=== Task goal ===
Repeat the whole listing below, word for word.
Begin Data in this exercise
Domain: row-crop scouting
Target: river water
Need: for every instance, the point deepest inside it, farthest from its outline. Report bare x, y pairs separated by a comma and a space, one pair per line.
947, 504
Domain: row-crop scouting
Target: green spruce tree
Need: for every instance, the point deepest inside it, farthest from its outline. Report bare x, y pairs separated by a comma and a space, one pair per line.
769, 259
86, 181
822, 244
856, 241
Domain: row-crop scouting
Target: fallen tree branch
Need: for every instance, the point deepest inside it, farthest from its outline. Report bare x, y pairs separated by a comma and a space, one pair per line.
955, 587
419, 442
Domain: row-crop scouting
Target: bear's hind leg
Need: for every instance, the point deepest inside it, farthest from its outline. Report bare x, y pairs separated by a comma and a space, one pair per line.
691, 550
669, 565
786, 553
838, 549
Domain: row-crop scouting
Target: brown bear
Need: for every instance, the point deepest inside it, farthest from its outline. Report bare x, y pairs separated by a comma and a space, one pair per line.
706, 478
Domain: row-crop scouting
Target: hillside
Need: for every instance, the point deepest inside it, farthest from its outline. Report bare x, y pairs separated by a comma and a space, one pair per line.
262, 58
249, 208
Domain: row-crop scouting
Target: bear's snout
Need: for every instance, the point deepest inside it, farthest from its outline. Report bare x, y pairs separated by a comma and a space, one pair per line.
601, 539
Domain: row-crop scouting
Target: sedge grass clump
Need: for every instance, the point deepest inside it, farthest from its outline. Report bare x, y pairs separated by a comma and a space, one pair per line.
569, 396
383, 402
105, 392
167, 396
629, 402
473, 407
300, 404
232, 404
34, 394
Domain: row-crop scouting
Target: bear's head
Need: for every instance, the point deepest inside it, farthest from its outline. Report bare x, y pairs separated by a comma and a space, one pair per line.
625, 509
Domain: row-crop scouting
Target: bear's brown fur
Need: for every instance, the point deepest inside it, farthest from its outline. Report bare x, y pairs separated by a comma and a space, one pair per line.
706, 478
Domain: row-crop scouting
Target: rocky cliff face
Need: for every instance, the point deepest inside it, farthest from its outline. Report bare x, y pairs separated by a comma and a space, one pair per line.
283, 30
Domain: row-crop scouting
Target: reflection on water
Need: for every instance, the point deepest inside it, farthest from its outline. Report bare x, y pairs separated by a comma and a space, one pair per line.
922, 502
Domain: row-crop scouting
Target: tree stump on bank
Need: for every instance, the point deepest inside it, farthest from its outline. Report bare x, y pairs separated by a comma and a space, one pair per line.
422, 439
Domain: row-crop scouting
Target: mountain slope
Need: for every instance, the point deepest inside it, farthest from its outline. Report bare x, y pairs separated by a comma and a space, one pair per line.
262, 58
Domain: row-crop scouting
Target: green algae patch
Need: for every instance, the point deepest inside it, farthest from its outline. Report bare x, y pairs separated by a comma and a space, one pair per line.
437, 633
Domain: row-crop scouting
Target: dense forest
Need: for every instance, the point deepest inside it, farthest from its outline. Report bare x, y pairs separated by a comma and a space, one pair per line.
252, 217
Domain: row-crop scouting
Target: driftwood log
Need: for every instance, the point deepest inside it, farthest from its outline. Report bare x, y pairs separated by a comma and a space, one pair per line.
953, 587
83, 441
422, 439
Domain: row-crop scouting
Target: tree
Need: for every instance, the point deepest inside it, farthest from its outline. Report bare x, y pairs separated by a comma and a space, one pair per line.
End Data in this exercise
=== Response to the task ===
Domain: row-crop scouting
Target: river water
Need: for every instance, the point deepest inside it, farthest from its outline. Report bare x, y pairs separated by a comma and a space, one pair per line.
947, 504
Domain: row-crop scouting
Target: green spruce tree
Need: for every instance, the point deepest inside it, farthest from its outline. Report bare x, y pairs separated by a comma and a space, one pair per line.
769, 259
86, 181
822, 244
856, 241
Domain: row-crop scouting
Target: fallen tree branch
Need: for every instance, the point deepest inside it, farthest from its outline. Report bare x, y pairs separated by a comma and a space, one pair per line.
955, 587
419, 442
Domain: row-crop scouting
Target: bear's hind leg
Need: for every instance, the point deepest inside it, farthest from its outline. Report bare x, y pairs separated by a comma and a space, one pair per line.
691, 550
669, 565
786, 553
838, 549
Domain: row-crop scouting
Target: brown bear
Need: for every instance, the point deepest inside it, farthest from its outline. Report bare x, y pairs separated by a comma and a space, one pair per line.
706, 478
Domain: row-crop scouting
Target: hillside
Need: for every instance, the point deepest inside it, farthest from its outline. Report bare x, y pairs separated by a comma and a space, one pair per line.
262, 58
249, 208
Domain: row-crop scouting
Target: bear's snout
Need: for every instance, the point deepest inside it, farthest from its outline. Report bare x, y pairs separated by a comma and a space, one pair per line.
601, 539
Domain: row-crop scouting
Target: sedge grass clump
Need: for every instance, the point deepest inside it, farthest from its outline. Report bare x, y pairs separated by a comma and a space, one pair per line.
569, 396
383, 402
105, 392
167, 396
629, 402
473, 407
300, 404
232, 404
34, 394
Domain: row-crop scouting
Target: bear's head
Need: for every instance, the point deepest inside it, farthest from its outline. Report bare x, y pairs separated by a comma and a space, one pair per line.
625, 509
Domain: row-crop scouting
Target: bear's brown fur
Need: for every instance, the point deepest inside it, farthest from its outline. Report bare x, y pairs separated by a comma and a space, one pair per line.
706, 478
Domain: row-crop scouting
Target: rocky cliff face
Need: for every instance, the point deepest inside it, farthest from its outline. Report bare x, y pairs separated by a comma and a space, one pair per line.
283, 30
Domain: row-crop scouting
Target: reflection on water
Need: for every instance, the point deepest inside it, farthest from its outline. Report bare x, y pairs separated by a comma and a space, one pair per line.
922, 502
Domain: row-crop scouting
Target: tree stump on bank
Need: for every instance, the point deepest inside it, farthest from its outline. Report bare x, y pairs separated by a comma and a space, one pair per line.
422, 439
Domain: row-crop scouting
Target: mountain slope
Need: for every instance, the point deepest inside it, farthest from its outline. Report bare x, y pairs separated by a comma and a space, one pair per line.
262, 58
Domain: row-crop scouting
Target: green algae patch
Need: for every instance, the point deepest inside it, farthest from its outline. Report bare x, y pairs separated by a comma and a space, one pair per line.
437, 633
Domain: row-crop scouting
Target: dense forest
Need: for every instance, the point deepest inside it, farthest from its outline. Report bare x, y pairs separated by a comma and a space, one pair per line.
252, 217
Domain: row-crop scouting
Target: driftwood log
Need: for every instance, the point deepest inside it, farthest from its outline. Report bare x, y pairs separated by a comma and a space, one pair per line.
953, 587
83, 441
422, 439
Domain: row-crop scouting
Target: tree
Need: for every instance, the point deepest inside it, farthest from its outline. Report bare x, y pairs separated by a comma and a space, one pair per line.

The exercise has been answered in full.